| THE PROBLEM |
Reproduce the material below word for word, omitting the pictures.

** start INFORMATION SUPPLIED **

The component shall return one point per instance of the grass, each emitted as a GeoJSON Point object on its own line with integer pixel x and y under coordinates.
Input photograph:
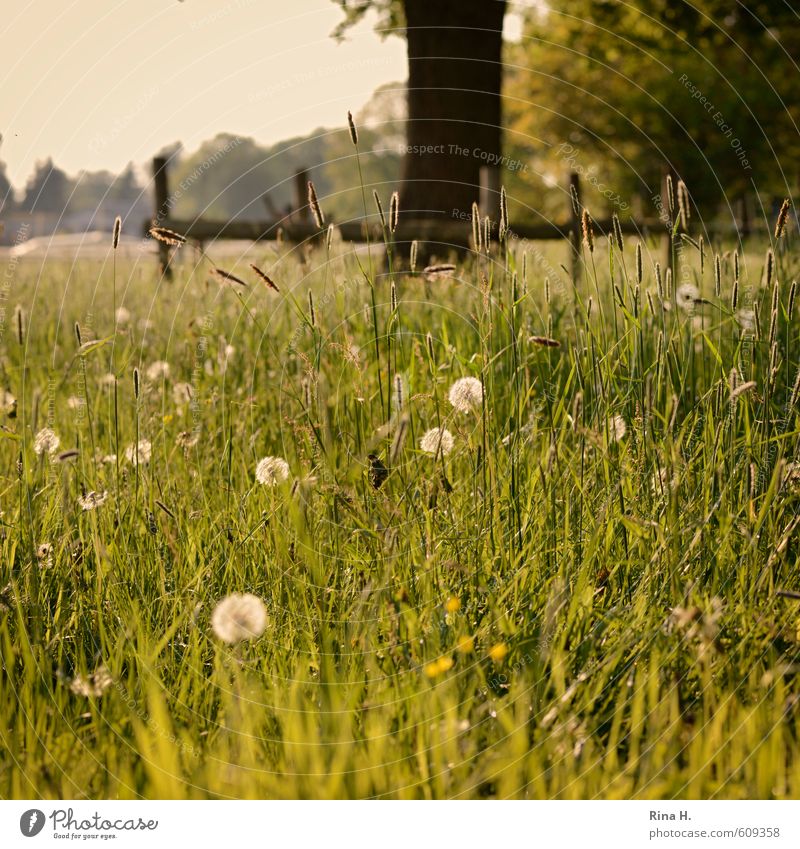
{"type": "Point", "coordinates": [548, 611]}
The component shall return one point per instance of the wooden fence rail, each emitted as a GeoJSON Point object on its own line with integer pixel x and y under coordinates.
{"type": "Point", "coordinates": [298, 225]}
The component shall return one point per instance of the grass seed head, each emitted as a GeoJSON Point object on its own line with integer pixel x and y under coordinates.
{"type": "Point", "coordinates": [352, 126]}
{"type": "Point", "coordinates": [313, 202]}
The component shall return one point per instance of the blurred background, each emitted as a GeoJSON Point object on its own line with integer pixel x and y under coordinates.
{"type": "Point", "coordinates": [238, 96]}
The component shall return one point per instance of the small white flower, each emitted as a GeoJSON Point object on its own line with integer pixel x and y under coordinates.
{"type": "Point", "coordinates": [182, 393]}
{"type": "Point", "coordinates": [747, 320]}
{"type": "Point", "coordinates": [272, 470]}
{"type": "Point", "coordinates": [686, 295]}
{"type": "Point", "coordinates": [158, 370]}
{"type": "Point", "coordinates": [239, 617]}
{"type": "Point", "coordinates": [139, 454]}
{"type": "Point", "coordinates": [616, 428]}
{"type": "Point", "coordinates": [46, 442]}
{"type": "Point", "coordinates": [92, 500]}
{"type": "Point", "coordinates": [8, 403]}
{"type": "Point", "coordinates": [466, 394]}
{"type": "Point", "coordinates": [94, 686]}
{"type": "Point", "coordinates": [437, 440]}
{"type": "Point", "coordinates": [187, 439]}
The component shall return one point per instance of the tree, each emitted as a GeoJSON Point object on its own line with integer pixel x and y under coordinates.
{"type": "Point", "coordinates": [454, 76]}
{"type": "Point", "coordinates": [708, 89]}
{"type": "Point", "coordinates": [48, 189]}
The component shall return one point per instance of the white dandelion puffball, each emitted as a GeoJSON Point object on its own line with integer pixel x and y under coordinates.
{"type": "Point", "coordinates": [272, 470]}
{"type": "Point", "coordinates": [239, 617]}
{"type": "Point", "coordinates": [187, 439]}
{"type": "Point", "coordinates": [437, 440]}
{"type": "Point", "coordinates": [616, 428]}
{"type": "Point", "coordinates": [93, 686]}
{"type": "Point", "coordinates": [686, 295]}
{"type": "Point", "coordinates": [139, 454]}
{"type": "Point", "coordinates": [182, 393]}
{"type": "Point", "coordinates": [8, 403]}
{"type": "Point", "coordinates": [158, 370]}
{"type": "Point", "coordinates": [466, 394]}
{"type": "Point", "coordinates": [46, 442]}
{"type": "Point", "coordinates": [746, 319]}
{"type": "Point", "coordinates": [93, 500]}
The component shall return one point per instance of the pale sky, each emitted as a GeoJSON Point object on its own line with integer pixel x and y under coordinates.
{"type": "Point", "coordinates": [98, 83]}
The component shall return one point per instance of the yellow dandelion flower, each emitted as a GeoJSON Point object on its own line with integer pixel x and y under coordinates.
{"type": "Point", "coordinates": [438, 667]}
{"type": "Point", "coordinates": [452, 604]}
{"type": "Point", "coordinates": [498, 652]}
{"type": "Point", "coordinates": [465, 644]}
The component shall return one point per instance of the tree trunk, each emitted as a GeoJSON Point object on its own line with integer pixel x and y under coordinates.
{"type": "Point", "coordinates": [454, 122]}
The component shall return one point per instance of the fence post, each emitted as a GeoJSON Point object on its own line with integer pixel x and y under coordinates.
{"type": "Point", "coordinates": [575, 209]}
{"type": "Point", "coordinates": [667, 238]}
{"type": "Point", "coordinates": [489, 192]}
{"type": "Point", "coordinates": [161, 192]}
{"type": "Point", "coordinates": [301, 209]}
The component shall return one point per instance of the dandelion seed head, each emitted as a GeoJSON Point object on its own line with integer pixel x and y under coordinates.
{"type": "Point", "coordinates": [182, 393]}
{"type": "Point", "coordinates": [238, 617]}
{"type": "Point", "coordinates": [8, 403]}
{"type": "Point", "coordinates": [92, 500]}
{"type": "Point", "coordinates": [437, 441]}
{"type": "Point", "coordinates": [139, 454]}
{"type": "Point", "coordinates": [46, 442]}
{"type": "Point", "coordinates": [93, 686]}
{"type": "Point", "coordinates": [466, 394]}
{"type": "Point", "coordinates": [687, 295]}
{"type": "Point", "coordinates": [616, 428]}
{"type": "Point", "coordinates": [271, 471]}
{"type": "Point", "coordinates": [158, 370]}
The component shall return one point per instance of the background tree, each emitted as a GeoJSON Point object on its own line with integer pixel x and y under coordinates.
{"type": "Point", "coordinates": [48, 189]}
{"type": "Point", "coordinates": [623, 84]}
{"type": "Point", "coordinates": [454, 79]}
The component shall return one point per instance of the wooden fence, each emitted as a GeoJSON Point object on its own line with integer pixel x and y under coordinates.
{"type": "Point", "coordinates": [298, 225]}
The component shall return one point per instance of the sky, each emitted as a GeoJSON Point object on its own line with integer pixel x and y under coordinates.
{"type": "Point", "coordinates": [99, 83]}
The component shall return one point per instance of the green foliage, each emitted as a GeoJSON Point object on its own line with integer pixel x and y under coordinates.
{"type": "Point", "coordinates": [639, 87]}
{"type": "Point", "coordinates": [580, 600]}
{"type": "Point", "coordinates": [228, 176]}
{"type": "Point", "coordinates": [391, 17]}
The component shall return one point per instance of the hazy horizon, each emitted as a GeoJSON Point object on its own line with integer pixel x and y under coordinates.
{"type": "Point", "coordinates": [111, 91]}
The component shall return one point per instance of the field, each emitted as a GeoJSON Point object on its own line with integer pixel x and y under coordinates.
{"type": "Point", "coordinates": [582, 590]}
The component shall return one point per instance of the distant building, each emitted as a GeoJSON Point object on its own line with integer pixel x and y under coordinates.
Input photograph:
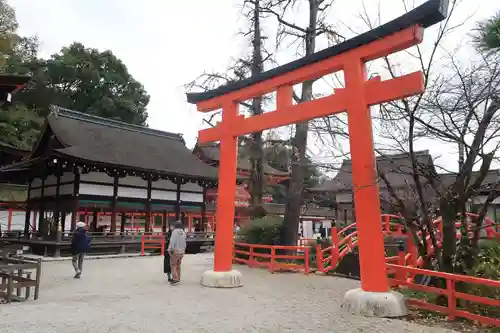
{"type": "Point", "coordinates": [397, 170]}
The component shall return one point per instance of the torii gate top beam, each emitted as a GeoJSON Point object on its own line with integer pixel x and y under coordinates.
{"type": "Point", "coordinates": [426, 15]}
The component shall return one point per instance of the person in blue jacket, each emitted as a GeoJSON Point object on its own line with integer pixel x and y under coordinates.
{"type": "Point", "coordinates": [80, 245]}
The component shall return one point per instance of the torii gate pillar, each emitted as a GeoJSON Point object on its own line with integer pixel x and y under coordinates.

** end INFORMATION SUPPLIED **

| RIGHT ANSWER |
The component shall return one point per instance of the grass, each emitted as a GeoJSON Point object on its own line with integer pixel x and y under coordinates.
Input photograph:
{"type": "Point", "coordinates": [548, 611]}
The component shall return one point per instance of the wooden fence rail, each emitted as a GeoJSON Point object on its own line with integer pixel x and y under coordinates.
{"type": "Point", "coordinates": [298, 225]}
The component shall return one point per instance of the grass seed head, each emitted as a GeoJSON Point object on its own line with integer pixel x and y under coordinates.
{"type": "Point", "coordinates": [352, 126]}
{"type": "Point", "coordinates": [313, 202]}
The component shall return one point per instance of the blurred background, each emitted as a GeoJSON Point object on its own line with integer pixel x and y under coordinates.
{"type": "Point", "coordinates": [238, 96]}
The component shall return one point per instance of the small white flower, each emitted as a GeoJSON Point object on its own line with integer pixel x and y under coordinates.
{"type": "Point", "coordinates": [182, 393]}
{"type": "Point", "coordinates": [747, 320]}
{"type": "Point", "coordinates": [272, 470]}
{"type": "Point", "coordinates": [686, 295]}
{"type": "Point", "coordinates": [158, 370]}
{"type": "Point", "coordinates": [239, 617]}
{"type": "Point", "coordinates": [139, 454]}
{"type": "Point", "coordinates": [616, 428]}
{"type": "Point", "coordinates": [46, 442]}
{"type": "Point", "coordinates": [92, 500]}
{"type": "Point", "coordinates": [8, 403]}
{"type": "Point", "coordinates": [466, 394]}
{"type": "Point", "coordinates": [94, 686]}
{"type": "Point", "coordinates": [437, 440]}
{"type": "Point", "coordinates": [187, 439]}
The component shall return one point per instance of the tree, each emitted as a GeoJSON Point object on its own line with integer pixel x and y under coordinates.
{"type": "Point", "coordinates": [454, 76]}
{"type": "Point", "coordinates": [708, 89]}
{"type": "Point", "coordinates": [48, 189]}
The component shall return one point per instance of the white dandelion puffball, each emitted as a GeoJSON Point object on its own line with integer pixel x and y under coordinates.
{"type": "Point", "coordinates": [272, 470]}
{"type": "Point", "coordinates": [239, 617]}
{"type": "Point", "coordinates": [187, 439]}
{"type": "Point", "coordinates": [437, 440]}
{"type": "Point", "coordinates": [616, 428]}
{"type": "Point", "coordinates": [93, 686]}
{"type": "Point", "coordinates": [686, 295]}
{"type": "Point", "coordinates": [139, 454]}
{"type": "Point", "coordinates": [182, 393]}
{"type": "Point", "coordinates": [8, 403]}
{"type": "Point", "coordinates": [158, 370]}
{"type": "Point", "coordinates": [466, 394]}
{"type": "Point", "coordinates": [46, 442]}
{"type": "Point", "coordinates": [746, 319]}
{"type": "Point", "coordinates": [93, 500]}
The component shall return one point per instance of the pale sky, each emitted as a GeoJSON Point object on its own line with integer pixel x and y under coordinates.
{"type": "Point", "coordinates": [98, 83]}
The component shall return one point per instance of the yellow dandelion flower, each emitted as a GeoJSON Point object on its own line with integer pixel x and y under coordinates.
{"type": "Point", "coordinates": [438, 667]}
{"type": "Point", "coordinates": [452, 604]}
{"type": "Point", "coordinates": [498, 652]}
{"type": "Point", "coordinates": [465, 644]}
The component shall return one point per instance of the tree trunk, each emitted as a GeoJSON Point object on its own line with integer pixel x and y under coordinates.
{"type": "Point", "coordinates": [454, 122]}
The component shall return one point per instance of the fence post, each emitted as a GeoJSON Point object on its own line with integer pixel x and y under coordinates.
{"type": "Point", "coordinates": [575, 209]}
{"type": "Point", "coordinates": [667, 238]}
{"type": "Point", "coordinates": [489, 192]}
{"type": "Point", "coordinates": [161, 192]}
{"type": "Point", "coordinates": [301, 209]}
The component shall return one point per instance of the dandelion seed head, each emitted as a GeoJSON Point object on its own line with integer pixel x and y under coordinates.
{"type": "Point", "coordinates": [182, 393]}
{"type": "Point", "coordinates": [238, 617]}
{"type": "Point", "coordinates": [8, 403]}
{"type": "Point", "coordinates": [92, 500]}
{"type": "Point", "coordinates": [437, 441]}
{"type": "Point", "coordinates": [139, 454]}
{"type": "Point", "coordinates": [46, 442]}
{"type": "Point", "coordinates": [93, 686]}
{"type": "Point", "coordinates": [466, 394]}
{"type": "Point", "coordinates": [687, 295]}
{"type": "Point", "coordinates": [616, 428]}
{"type": "Point", "coordinates": [271, 471]}
{"type": "Point", "coordinates": [158, 370]}
The component shall return one point per instance of the background tree, each emitted as a GeoJSON Point object on its own line with integer pixel x and y under coordinates.
{"type": "Point", "coordinates": [48, 189]}
{"type": "Point", "coordinates": [623, 84]}
{"type": "Point", "coordinates": [454, 79]}
The component shall return one point per instance of the wooden fence, each emitted as a GeoJSON Point object on its own line with integer pixel x and y under coordinates.
{"type": "Point", "coordinates": [298, 225]}
The component shall return one point per instance of the sky, each emitted as a GeoJSON Point object on its own line with integer pixel x and y under coordinates.
{"type": "Point", "coordinates": [99, 83]}
The component shall return one point per instance of the green foliage, each emitted as a GeoJSON Point object on its own line with integer pixel x and y under coordinates.
{"type": "Point", "coordinates": [639, 87]}
{"type": "Point", "coordinates": [580, 600]}
{"type": "Point", "coordinates": [228, 176]}
{"type": "Point", "coordinates": [391, 17]}
The component shall return one point per instance of the hazy horizon, each emitted as a GeoJSON Point object on its own line with integer pixel x and y under coordinates.
{"type": "Point", "coordinates": [111, 91]}
The component shall return one point per instance of the field, each emitted as a GeoJSON Point object on its own line with integer pixel x and y under coordinates.
{"type": "Point", "coordinates": [582, 590]}
The component shall return one point per instance of the distant building, each emitted as a GeoJSON Point object on its own line with integer pixel x and y under coordinates.
Input photograph:
{"type": "Point", "coordinates": [397, 170]}
The component shall return one point per instance of the torii gate top beam, each emitted as a GeoJSON Point object on its own line with integer pixel x and y under coordinates.
{"type": "Point", "coordinates": [426, 15]}
The component shall return one point per instance of the person in blue jacket, each emitted as a GeoJSON Point object on its own line with integer pixel x and y under coordinates.
{"type": "Point", "coordinates": [80, 245]}
The component shall return one point per instance of the torii gate pillar, each emitted as a GeoJSON Point object on its own line with integer pixel x and y under coordinates.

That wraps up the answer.